**Task:**
Report every line of the records that contains the word "target".

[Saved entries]

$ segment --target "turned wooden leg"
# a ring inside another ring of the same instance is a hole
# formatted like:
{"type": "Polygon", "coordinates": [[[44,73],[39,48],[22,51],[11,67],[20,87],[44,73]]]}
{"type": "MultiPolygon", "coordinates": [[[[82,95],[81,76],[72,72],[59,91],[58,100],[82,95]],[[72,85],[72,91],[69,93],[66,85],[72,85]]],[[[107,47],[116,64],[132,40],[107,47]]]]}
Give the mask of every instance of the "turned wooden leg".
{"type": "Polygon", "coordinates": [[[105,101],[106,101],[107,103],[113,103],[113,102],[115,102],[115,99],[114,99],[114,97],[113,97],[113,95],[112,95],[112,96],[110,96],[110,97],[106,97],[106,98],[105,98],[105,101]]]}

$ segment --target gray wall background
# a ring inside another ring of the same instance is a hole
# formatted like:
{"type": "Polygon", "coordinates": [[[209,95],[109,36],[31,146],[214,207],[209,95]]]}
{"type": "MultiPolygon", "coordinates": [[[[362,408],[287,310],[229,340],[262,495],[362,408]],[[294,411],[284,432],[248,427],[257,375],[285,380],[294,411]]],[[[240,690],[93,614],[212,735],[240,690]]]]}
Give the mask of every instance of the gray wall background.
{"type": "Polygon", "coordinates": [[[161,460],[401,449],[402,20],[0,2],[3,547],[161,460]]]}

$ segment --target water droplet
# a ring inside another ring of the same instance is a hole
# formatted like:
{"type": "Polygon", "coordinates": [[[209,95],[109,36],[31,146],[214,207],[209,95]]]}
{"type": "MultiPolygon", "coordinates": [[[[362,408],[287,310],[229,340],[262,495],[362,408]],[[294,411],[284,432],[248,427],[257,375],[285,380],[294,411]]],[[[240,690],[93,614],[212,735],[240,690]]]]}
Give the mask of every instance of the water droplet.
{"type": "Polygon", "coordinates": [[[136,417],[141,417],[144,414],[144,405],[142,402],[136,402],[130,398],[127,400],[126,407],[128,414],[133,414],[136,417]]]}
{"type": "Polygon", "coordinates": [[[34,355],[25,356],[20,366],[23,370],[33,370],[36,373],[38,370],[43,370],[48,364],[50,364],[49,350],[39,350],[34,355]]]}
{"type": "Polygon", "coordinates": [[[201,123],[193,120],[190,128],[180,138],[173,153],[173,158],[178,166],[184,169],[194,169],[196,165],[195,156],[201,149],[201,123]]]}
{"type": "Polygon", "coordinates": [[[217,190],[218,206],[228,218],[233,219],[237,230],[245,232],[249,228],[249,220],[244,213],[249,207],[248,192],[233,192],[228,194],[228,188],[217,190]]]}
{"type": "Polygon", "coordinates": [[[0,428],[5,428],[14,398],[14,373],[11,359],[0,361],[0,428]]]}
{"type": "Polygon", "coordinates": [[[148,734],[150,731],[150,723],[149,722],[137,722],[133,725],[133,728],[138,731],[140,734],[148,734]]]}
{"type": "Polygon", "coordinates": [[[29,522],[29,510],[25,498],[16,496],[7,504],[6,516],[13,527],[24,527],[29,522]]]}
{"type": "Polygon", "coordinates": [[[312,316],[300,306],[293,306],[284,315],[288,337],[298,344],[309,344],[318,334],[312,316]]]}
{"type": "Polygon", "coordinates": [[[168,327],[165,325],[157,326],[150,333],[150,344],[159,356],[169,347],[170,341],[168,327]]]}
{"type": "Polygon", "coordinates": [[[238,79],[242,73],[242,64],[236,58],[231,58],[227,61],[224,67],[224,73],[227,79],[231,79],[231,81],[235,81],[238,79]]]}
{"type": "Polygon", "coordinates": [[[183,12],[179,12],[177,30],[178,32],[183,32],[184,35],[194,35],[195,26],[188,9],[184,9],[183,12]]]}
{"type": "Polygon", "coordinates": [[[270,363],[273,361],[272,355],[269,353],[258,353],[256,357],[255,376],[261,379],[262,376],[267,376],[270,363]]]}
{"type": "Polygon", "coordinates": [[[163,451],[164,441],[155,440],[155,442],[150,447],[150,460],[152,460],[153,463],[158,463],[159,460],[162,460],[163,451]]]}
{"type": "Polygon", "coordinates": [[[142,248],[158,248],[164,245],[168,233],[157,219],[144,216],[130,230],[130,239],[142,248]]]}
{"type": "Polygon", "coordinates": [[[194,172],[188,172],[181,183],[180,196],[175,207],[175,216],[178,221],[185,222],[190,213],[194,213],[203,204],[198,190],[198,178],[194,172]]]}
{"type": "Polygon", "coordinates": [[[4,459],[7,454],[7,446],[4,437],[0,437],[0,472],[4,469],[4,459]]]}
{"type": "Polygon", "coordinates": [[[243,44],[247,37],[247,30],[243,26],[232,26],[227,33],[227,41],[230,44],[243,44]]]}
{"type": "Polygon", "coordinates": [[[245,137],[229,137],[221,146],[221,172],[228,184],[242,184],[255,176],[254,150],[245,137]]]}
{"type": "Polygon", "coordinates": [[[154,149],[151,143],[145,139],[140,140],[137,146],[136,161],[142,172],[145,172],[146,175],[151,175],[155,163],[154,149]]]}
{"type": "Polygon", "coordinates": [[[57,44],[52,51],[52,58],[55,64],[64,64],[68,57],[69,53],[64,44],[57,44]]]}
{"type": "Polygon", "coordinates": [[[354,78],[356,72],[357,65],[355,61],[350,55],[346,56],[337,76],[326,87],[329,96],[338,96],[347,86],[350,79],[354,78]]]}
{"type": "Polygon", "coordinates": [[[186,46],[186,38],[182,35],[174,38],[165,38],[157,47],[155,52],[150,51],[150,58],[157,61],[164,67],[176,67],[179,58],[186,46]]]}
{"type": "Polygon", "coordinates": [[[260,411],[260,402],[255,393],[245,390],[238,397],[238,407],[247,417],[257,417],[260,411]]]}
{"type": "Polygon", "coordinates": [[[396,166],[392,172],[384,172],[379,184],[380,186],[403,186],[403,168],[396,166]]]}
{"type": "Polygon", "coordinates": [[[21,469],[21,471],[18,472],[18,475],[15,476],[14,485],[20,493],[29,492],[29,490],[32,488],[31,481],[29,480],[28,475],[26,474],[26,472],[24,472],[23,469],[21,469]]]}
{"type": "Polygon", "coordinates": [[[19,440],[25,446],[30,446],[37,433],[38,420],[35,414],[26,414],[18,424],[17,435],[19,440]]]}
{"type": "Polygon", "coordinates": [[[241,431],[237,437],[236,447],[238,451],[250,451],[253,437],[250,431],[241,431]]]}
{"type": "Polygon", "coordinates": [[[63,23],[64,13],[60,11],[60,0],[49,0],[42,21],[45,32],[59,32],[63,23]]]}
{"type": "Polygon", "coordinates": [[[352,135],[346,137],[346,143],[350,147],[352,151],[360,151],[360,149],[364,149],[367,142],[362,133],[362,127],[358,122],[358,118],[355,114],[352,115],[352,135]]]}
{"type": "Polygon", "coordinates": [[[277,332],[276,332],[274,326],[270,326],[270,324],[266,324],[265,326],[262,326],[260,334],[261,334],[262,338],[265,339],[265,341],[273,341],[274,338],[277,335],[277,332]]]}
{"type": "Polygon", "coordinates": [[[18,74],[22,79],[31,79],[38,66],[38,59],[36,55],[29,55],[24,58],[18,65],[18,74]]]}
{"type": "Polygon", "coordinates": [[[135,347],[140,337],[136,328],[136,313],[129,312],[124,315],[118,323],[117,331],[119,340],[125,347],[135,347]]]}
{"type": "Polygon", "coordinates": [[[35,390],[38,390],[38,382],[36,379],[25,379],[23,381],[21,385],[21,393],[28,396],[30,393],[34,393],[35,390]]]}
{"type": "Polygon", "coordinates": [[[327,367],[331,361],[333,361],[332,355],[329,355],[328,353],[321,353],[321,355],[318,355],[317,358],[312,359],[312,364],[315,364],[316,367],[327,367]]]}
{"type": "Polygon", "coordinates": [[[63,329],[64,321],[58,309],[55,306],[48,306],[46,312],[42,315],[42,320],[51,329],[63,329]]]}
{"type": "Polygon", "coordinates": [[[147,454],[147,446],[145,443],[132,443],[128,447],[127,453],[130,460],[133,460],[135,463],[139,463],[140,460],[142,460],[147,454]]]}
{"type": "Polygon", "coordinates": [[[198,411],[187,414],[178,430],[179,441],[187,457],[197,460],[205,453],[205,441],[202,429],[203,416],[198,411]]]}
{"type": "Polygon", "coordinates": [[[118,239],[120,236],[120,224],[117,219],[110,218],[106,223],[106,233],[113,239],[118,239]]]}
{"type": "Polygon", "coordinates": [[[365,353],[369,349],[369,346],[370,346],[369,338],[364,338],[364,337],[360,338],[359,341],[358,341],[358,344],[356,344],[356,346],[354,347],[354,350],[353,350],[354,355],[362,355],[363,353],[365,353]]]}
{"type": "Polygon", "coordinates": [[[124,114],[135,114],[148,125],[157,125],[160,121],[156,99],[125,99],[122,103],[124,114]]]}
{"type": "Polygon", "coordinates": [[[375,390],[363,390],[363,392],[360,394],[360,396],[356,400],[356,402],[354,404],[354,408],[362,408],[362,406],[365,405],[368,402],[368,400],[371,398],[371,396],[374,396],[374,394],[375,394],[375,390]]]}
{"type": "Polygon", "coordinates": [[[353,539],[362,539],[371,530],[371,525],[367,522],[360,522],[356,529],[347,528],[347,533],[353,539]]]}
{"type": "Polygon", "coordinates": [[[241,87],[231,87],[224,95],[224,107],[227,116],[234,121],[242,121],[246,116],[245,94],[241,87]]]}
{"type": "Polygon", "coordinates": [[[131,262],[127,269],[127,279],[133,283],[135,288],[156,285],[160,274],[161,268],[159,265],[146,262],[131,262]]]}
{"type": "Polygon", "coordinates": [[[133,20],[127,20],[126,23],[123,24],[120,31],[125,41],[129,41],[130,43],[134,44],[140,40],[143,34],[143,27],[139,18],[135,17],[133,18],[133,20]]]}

**Answer section:**
$ segment --target "turned wooden leg"
$ segment --target gray wall background
$ segment --target water droplet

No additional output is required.